__Short task__
Carry the text on MSME formalization further, beginning right after its final sentence.

__Document segment__
Globally, it is estimated that approximately 1.3 billion people are working within the MSME subsector. However, huge number (between 414-466 million) of these MSMEs are not formalized. These are unsurprising statistics, especially when viewed in the context of emerging economies like Africa. This is because, in most part of Africa, informal enterprises are not an option, but rather, an unintended destination for all start-up MSMEs.
Studies by the World Bank and other International Development Organizations estimate that, MSMEs contribute to over 30% to GDP and more than 70% of all jobs creation in developing countries. However, these MSMEs are existentially challenged in various fronts, including but not limited to business formalization.
What is MSME formalization? And what governmental policies that best encourage MSMEs to become formalized? Are there material benefits to MSMEs who become formalized?
Informal MSMEs refer to businesses (usually run by women, youths, and marginalized people) which have otherwise not been licensed or registered at the registry of national, provincial or municipal authorities. And that, owners and workers of such businesses are not tax compliant, nor covered with social security, and other relevant labor laws in the jurisdictions where they operate.
According to the ILO, informal enterprises (MSMEs) refer to “all economic activities by workers and economic units that are- in law or practice- not covered or sufficiently covered by formal arrangements”. To formalized your business, thus, means to license, and register it at the registrar of businesses, to become tax and labor-laws compliant, and also obedient to social security laws.

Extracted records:
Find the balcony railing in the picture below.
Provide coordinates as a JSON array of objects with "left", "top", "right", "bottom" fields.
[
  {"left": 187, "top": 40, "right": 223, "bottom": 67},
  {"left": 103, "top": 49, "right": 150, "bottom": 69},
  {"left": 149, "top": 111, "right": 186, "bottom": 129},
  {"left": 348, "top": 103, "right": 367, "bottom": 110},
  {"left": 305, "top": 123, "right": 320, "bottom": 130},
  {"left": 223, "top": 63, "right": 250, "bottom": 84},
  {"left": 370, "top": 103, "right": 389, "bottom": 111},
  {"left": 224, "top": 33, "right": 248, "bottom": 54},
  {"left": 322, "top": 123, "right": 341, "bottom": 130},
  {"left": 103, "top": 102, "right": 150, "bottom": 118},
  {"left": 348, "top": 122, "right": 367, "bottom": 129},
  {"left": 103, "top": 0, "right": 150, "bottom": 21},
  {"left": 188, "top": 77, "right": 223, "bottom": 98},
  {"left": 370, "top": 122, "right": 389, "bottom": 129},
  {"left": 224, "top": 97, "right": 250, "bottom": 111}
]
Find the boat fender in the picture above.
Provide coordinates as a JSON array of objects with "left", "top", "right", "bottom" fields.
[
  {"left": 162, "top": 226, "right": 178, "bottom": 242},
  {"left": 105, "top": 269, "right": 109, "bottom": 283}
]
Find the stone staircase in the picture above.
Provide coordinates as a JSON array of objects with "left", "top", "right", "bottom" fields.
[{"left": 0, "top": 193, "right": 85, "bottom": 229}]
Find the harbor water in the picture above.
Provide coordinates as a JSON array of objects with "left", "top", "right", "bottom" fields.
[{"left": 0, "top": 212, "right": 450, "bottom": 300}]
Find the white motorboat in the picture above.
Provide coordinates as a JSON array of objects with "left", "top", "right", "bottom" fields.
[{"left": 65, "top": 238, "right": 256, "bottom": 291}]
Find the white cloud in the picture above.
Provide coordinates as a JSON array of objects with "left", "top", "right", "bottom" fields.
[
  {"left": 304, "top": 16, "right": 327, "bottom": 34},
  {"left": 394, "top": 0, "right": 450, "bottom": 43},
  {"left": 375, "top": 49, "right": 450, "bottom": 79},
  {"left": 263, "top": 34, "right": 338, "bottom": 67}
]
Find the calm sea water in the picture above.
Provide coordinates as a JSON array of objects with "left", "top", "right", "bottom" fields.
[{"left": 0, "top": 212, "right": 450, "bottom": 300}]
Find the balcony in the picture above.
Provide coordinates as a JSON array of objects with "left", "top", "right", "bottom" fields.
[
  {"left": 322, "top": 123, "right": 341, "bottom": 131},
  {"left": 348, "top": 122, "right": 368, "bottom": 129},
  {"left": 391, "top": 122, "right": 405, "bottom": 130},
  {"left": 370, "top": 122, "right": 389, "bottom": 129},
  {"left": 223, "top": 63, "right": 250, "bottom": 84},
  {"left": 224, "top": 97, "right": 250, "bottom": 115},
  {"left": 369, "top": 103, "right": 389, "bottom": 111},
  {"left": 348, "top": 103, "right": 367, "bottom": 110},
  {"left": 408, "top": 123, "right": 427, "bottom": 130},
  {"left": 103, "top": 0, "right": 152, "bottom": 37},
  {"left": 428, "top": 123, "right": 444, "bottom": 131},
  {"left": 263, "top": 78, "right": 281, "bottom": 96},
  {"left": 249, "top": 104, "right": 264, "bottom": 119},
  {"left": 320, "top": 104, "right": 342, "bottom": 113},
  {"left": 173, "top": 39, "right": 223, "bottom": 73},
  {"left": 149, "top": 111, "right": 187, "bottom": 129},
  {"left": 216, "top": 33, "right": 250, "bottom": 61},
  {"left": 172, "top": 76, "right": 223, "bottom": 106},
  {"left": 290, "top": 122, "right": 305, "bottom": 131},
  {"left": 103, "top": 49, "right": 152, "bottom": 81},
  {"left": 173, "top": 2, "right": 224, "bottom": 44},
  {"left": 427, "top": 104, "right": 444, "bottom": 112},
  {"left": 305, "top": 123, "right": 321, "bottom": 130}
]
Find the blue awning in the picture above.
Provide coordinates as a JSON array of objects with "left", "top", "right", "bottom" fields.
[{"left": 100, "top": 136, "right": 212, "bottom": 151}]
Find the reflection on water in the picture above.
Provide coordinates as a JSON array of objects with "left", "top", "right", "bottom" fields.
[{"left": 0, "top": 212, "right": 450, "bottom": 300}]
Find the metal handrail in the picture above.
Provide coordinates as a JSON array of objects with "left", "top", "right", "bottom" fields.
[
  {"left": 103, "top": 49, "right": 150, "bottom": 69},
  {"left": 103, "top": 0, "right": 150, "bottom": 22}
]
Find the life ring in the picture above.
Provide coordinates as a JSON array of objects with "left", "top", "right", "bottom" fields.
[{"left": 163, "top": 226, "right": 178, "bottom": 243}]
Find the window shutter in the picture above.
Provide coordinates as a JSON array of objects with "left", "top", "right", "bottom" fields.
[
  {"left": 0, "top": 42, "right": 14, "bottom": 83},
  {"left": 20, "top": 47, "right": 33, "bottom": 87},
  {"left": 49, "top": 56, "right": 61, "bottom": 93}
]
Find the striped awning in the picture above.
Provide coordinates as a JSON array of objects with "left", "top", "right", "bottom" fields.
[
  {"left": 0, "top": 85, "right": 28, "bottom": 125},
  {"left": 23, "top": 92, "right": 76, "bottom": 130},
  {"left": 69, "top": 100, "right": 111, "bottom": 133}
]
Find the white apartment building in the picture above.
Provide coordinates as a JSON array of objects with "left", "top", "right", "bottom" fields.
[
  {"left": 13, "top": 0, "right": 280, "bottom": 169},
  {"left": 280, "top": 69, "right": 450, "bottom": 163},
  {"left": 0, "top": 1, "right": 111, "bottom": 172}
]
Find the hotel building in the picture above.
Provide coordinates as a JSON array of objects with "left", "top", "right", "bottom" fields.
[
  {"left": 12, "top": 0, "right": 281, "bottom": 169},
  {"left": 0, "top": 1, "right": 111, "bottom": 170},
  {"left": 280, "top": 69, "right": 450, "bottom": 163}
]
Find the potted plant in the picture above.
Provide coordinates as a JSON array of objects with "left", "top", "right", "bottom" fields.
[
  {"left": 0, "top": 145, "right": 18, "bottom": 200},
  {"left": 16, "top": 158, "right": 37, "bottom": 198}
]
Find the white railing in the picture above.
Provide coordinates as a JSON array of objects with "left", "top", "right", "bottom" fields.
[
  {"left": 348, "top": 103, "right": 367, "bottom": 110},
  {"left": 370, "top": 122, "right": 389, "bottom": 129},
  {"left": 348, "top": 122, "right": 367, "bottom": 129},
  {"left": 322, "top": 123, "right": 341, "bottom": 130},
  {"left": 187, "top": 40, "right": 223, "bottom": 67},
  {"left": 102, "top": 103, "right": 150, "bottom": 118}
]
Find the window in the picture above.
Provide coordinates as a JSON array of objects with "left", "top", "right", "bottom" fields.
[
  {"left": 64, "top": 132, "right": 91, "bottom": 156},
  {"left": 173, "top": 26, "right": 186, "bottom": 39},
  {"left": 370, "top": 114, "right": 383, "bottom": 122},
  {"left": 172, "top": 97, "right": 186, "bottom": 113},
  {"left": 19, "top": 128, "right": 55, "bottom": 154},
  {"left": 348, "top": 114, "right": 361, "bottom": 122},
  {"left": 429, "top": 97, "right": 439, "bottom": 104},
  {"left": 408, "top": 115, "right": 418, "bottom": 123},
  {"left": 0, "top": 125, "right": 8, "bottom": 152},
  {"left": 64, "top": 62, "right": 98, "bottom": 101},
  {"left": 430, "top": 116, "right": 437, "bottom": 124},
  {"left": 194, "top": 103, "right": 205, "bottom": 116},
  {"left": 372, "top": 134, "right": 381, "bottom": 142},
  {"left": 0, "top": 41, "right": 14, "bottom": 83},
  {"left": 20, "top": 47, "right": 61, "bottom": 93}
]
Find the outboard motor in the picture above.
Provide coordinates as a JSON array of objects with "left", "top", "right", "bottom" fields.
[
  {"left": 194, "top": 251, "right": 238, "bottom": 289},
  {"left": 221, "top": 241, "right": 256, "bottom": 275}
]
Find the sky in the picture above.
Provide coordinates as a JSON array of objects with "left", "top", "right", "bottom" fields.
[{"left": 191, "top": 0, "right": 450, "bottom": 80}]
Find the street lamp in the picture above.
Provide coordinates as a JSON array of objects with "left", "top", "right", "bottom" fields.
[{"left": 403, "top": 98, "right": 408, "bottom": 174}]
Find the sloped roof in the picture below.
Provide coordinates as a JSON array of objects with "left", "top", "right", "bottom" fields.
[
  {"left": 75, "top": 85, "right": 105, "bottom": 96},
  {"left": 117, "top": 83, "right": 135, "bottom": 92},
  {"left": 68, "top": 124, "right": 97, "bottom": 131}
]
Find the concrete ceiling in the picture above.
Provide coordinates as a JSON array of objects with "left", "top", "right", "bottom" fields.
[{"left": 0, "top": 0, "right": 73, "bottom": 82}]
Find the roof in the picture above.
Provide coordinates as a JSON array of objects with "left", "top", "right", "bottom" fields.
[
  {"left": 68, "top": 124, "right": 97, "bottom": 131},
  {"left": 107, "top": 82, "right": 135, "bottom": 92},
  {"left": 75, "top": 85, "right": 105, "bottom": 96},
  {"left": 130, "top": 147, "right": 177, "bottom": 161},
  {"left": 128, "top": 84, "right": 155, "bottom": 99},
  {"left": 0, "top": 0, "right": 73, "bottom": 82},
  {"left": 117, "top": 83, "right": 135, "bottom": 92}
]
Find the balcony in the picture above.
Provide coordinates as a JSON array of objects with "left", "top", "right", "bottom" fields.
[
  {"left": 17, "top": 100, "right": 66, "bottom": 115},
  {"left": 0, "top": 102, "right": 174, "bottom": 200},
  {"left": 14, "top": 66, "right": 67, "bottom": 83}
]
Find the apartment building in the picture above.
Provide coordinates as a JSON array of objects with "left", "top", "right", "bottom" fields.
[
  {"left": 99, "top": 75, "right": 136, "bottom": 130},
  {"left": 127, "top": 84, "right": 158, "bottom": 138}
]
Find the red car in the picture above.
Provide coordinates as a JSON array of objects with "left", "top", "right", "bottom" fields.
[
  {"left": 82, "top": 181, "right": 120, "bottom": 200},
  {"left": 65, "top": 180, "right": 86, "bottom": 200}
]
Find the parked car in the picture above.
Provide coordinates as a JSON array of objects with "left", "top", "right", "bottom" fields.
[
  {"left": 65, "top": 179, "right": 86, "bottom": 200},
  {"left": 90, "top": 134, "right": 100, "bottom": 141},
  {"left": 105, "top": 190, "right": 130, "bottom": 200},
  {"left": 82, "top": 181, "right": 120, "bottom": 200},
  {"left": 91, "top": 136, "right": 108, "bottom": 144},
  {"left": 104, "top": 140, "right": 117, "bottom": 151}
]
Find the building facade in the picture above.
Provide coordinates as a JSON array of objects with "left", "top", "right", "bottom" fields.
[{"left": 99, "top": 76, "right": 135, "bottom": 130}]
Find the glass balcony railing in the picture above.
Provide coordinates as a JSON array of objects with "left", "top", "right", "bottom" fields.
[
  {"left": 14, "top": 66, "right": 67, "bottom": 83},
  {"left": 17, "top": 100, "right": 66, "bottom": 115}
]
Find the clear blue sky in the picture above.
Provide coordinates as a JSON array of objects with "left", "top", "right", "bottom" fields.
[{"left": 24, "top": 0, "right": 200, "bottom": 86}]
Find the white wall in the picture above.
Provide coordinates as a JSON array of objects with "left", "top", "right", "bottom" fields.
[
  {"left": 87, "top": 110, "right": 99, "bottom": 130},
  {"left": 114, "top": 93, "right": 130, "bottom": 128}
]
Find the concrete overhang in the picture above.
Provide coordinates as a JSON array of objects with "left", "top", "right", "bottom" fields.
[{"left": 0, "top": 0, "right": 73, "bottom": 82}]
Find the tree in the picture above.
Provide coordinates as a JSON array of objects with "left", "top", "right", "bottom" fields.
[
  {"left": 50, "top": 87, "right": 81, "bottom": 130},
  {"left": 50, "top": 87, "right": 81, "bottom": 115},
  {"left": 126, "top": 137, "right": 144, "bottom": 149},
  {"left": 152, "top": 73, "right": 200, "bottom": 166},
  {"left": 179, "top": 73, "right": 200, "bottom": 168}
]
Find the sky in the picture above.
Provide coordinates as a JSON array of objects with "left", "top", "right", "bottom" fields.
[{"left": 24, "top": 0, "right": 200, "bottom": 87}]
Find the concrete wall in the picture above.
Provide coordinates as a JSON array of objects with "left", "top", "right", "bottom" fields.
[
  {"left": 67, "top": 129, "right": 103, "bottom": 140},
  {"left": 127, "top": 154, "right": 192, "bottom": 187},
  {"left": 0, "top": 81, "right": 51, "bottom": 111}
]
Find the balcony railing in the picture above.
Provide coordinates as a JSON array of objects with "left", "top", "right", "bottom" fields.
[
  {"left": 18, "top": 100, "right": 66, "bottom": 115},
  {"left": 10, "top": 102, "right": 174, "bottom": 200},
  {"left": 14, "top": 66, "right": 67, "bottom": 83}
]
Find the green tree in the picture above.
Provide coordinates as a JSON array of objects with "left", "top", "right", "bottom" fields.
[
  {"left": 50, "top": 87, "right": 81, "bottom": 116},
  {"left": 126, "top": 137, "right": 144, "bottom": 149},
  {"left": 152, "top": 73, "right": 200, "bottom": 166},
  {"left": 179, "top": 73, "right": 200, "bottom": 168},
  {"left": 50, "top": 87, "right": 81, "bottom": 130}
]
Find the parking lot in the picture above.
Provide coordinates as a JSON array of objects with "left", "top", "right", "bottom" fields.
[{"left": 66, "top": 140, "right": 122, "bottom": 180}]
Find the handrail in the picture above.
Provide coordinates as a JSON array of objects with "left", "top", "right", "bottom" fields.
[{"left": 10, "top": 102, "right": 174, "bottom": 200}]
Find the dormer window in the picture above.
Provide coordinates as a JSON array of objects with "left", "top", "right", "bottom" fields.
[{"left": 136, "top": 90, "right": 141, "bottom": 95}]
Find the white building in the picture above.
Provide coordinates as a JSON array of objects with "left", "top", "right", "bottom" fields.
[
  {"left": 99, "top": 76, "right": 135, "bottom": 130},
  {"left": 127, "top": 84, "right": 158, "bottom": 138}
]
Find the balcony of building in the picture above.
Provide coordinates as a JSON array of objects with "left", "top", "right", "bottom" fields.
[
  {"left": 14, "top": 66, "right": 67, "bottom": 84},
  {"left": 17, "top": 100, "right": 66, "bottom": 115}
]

__Task answer__
In general, business formalization has several huge advantages inured to the benefit of MSMEs. These benefits, include, but not limited to, access to finance, improved productivity, access to wider markets, business development services and access to technology. Others include; avoidance of punitive state fines, improved corporate image, increased business competitiveness and so on. For example, formalized MSMEs have comparative better chances of bidding and wining (minor) government contracts to increase their revenue base.
In fact, the ILO contemplates that, formalizing MSMEs would help accelerate achievement of SDG 8. To this end, the ILO has made clarion calls on all governments to take innovative steps and policies to transition and integrate all informal MSMEs into the formal economy- in order to guarantee decent jobs and sustainable economic empowerment.
But why are so many MSMEs in Africa not formalized (or at least willing to initiate it)? Are they not interested in the intrinsic benefits of formalization? The answers are not far-fetched; cumbersome formalization processes, unfriendly legal provisions for compliance, little or no incentives for formalization, poor sensitization for formalization, and trust and credibility issues around formalization promises are suggested answers.
In order to propel MSMEs to become formalized, governments and relevant authorities must adopt proactive steps such as “make it easier” to register and comply, incentivize formalization, intensify sensitization and deliver on formalization promises to achieve this purpose.
Governments and policy makers must take soft approaches in order to make it easier for the MSMEs to register and comply. These approaches must include; decentralizing enterprise formalization centers, and digitize formalization processes (including electronic licenses renewals, tax and social security registrations and payments bundled with mobile money services).
These steps are particularly important because, informal MSMEs (most of whom are predominantly illiterate or semi-literate, but replete with brilliant business ideas) are sometimes frustrated at formalization centers (often located only in the cities) and the rigmarole formalization processes understood only by the educated few. For these MSMEs, leaving their shops/businesses away for longer periods to attend to formalization processes is an unthinkable trade-off.
Formalization incentives is yet another great policy that encourages MSMEs to become formalized. With this, MSMEs are exceptionally given soft and subsidized conditions for formalization.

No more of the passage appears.